### TEXTAUSZUG
—————

Oder die Frau, die aus dem Vertrieb einer Firma in ein Amt wechselte. Sie schrieb einen verständ­lichen Text, vom Dank ihres Vorgesetzten berichtet sie, dass dieser das Fehlen typischer Satzbauten moniert habe. Es kommt einem Reinhard Mey in den Sinn mit seiner Weisheit: „Mein Verhältnis zu Behörden/war nicht immer ungetrübt/was allein nur daran lag/dass man nicht kann, was man nicht übt.“ Nun ist geteiltes Leid zwar halbes Leid, aber Leid bleibt Leid. Und schon Helmut Schmidt war es ehedem leid: Zu entnehmen dem in diesen Tagen wegen des 100. Geburtstags von Loriot wieder beliebten Clip des Humor-Großmeisters, in dem sich der damalige Bundeskanzler über seine Wasserrechnung erregt.

—————

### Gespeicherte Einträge
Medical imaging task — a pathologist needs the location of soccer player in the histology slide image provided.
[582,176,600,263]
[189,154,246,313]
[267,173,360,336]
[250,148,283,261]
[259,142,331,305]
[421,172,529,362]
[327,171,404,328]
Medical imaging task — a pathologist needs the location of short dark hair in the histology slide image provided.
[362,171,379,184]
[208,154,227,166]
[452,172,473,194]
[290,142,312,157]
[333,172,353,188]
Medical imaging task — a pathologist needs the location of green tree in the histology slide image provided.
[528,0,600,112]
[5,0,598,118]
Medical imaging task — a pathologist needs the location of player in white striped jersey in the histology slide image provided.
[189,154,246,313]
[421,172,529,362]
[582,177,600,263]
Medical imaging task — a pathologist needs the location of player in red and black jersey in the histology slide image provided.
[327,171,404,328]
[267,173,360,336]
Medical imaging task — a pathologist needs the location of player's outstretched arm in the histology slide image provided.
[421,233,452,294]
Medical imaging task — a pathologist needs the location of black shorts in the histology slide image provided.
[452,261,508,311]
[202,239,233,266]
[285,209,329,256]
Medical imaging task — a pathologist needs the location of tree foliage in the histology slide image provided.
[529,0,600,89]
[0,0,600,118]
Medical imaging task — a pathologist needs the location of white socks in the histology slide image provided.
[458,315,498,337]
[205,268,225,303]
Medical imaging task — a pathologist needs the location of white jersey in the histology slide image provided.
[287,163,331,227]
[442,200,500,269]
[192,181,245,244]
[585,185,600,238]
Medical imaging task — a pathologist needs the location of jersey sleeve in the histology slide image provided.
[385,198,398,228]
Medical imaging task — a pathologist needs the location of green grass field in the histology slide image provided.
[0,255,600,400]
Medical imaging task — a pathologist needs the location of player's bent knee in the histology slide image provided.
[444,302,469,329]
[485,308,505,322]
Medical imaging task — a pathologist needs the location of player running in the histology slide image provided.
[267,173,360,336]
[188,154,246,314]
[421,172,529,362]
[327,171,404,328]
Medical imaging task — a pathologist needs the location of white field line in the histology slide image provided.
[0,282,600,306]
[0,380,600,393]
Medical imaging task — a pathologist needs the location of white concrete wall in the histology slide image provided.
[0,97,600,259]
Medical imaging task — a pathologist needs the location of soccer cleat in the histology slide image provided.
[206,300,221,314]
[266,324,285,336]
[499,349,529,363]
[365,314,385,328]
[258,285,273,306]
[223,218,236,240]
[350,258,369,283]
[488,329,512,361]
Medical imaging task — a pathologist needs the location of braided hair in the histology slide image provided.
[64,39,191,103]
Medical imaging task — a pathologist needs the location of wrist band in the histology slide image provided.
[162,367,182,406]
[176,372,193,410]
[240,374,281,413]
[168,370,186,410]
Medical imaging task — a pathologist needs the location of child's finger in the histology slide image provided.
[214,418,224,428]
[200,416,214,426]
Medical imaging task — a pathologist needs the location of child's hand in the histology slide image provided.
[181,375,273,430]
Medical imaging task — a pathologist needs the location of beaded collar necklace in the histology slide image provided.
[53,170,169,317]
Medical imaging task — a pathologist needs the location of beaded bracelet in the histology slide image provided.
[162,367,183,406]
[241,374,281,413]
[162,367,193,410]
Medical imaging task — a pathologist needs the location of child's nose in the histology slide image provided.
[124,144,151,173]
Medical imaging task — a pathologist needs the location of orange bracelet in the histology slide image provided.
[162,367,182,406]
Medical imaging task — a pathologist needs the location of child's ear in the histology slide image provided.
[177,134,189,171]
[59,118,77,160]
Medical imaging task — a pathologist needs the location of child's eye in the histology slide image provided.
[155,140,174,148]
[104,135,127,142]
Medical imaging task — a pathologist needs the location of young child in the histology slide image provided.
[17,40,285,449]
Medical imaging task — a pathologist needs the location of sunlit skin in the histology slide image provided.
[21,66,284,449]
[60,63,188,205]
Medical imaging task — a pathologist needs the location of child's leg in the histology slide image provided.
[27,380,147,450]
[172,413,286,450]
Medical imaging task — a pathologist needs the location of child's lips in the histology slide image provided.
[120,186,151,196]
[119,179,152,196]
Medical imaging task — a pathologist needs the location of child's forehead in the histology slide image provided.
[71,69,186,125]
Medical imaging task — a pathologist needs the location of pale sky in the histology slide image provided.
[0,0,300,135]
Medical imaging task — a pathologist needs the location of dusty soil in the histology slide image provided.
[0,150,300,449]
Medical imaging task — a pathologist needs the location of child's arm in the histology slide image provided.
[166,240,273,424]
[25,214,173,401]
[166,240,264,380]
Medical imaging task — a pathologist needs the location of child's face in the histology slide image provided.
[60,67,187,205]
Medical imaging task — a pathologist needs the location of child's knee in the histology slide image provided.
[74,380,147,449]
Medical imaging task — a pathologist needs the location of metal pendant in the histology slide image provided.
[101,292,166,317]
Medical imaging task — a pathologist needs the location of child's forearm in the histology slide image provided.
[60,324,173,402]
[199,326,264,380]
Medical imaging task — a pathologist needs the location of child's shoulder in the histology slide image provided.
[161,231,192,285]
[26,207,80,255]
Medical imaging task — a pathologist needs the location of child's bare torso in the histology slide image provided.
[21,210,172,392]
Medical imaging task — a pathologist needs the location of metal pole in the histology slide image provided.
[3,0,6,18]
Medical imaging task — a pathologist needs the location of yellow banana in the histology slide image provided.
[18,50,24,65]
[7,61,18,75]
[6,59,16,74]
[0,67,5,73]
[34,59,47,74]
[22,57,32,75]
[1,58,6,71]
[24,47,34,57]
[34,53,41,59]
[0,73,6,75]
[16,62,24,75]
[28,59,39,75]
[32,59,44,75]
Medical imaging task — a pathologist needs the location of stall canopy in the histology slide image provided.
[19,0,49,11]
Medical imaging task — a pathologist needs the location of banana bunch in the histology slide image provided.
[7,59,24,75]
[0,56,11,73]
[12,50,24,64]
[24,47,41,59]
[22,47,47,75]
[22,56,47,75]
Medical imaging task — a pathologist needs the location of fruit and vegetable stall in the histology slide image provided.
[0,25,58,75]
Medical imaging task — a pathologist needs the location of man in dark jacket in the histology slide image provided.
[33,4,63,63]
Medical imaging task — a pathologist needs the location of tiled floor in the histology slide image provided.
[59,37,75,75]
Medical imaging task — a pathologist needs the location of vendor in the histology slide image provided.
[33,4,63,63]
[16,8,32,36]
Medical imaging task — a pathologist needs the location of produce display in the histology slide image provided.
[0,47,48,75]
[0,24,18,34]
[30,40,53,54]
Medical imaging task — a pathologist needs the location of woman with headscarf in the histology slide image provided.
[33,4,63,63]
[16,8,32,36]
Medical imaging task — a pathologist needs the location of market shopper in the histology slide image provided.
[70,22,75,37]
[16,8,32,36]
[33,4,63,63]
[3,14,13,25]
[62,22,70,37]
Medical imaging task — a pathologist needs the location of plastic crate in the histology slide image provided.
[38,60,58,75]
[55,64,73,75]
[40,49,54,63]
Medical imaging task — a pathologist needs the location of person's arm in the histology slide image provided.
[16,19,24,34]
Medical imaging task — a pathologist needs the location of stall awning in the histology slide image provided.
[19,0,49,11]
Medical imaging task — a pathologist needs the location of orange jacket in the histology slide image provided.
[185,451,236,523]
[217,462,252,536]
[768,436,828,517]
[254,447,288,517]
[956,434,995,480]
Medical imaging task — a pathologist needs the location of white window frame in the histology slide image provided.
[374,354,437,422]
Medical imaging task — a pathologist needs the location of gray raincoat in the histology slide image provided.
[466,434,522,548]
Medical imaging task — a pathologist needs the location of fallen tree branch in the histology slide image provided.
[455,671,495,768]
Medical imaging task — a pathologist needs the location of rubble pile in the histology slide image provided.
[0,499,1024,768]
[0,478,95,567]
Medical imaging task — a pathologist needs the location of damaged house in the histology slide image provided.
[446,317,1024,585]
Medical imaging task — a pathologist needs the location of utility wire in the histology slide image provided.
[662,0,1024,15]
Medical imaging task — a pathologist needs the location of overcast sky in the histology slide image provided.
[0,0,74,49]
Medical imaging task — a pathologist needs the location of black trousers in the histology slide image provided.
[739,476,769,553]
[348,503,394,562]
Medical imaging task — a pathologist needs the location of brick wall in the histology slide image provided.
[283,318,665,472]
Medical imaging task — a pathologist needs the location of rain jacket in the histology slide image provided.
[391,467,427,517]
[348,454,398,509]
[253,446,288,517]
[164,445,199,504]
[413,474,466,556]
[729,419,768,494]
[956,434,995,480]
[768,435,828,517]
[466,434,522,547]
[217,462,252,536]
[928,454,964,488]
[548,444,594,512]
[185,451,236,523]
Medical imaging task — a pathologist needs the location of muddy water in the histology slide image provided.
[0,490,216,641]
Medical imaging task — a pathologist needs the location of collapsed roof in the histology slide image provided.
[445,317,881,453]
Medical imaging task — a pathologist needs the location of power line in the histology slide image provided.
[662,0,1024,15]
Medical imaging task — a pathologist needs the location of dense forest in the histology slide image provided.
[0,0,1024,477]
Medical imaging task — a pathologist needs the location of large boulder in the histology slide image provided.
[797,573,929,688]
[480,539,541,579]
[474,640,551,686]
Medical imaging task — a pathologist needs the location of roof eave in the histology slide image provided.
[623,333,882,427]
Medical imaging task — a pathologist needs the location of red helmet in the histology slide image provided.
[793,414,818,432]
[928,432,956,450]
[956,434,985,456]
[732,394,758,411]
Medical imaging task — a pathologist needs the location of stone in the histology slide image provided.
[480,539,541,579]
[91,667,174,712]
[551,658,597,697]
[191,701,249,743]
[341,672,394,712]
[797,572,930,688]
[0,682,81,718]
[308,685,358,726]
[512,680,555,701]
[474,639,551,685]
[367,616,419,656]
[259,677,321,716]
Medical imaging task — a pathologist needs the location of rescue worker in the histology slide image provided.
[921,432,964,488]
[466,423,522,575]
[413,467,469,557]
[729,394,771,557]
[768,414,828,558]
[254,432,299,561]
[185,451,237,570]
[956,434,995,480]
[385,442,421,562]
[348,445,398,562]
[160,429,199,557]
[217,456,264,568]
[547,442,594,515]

—————

### IHRE AUFGABE
Beantworten Sie die folgenden Fragen mithilfe des Textauszugs.
(a) Aus welchem Bereich wechselte die Frau in ein Amt?
(b) Was bemängelte ihr Vorgesetzter an ihrem Text?
(c) Worüber erregt sich der damalige Bundeskanzler in dem Clip?

### GELÖSTE AUFGABE
(a) Sie wechselte aus dem Vertrieb einer Firma in ein Amt.
(b) Er bemängelte das Fehlen typischer Satzbauten.
(c) Er erregt sich über seine Wasserrechnung.